Task directions
In the records that follow, count each line where the string "negative" occurs. Provide the total and no other text.

Collected data entries:
<<<<
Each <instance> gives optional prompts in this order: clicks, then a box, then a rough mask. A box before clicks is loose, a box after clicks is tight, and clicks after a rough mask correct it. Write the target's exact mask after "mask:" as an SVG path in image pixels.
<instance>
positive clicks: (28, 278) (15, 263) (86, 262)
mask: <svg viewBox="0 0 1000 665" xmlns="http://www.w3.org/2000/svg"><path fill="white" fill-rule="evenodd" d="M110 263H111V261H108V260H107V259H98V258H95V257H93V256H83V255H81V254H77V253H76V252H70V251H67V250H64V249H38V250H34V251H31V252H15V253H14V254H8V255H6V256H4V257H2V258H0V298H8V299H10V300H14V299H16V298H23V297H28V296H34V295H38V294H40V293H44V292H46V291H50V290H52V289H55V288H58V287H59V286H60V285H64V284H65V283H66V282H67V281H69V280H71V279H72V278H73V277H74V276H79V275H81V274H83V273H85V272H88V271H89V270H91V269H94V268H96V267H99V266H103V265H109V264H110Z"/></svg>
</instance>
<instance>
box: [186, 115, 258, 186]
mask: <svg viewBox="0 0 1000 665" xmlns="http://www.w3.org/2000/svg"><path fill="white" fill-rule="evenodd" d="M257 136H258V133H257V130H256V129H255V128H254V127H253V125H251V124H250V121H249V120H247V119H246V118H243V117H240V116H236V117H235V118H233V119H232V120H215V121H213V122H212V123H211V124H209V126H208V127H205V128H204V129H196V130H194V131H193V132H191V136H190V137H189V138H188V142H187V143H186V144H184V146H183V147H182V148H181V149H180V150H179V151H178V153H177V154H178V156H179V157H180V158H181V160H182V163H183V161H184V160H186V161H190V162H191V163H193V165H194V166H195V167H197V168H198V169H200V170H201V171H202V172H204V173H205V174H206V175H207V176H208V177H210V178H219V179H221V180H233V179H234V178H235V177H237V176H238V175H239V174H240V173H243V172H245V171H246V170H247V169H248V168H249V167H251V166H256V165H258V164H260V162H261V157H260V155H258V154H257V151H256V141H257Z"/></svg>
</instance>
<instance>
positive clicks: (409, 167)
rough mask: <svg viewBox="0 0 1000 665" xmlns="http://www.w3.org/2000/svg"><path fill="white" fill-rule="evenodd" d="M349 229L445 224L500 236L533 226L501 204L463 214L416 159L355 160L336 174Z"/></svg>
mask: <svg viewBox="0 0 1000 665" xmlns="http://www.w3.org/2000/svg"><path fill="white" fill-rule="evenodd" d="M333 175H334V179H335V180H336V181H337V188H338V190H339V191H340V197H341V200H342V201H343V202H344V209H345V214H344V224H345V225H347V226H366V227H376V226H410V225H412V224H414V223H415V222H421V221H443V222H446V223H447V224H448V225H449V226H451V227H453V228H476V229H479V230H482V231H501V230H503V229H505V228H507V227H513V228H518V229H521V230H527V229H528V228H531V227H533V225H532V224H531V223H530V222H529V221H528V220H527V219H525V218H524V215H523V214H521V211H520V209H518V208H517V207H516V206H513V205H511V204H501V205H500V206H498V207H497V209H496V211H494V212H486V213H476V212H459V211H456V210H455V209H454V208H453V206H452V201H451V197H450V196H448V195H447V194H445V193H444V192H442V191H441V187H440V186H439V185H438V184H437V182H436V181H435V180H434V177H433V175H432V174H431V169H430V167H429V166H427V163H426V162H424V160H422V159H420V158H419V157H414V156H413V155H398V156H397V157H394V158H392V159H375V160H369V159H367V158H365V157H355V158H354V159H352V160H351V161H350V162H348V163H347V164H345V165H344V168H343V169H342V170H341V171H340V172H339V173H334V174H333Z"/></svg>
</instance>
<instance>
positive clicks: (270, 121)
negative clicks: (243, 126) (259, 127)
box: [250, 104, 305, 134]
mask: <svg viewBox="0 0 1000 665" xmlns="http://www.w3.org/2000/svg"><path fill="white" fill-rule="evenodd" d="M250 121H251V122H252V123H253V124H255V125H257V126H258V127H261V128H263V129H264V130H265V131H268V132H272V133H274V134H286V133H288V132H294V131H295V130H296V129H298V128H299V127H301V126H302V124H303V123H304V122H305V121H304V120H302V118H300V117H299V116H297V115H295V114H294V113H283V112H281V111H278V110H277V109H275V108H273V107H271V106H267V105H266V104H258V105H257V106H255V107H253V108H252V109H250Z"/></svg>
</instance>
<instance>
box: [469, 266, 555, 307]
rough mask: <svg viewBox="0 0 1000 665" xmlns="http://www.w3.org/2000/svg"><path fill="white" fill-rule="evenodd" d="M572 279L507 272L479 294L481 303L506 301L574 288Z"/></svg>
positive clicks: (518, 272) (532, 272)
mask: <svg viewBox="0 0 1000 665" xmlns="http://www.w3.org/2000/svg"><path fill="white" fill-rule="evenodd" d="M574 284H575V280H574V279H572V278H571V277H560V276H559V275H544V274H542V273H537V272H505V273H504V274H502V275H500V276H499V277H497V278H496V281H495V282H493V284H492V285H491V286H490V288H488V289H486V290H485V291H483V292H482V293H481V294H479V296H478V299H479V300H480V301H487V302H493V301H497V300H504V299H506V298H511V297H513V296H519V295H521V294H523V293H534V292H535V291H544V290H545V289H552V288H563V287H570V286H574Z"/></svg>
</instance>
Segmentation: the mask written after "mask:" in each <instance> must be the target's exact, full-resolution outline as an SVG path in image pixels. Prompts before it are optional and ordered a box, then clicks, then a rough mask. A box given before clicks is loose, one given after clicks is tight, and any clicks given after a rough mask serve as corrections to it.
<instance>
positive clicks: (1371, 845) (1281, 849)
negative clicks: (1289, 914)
>>>>
Your solution
2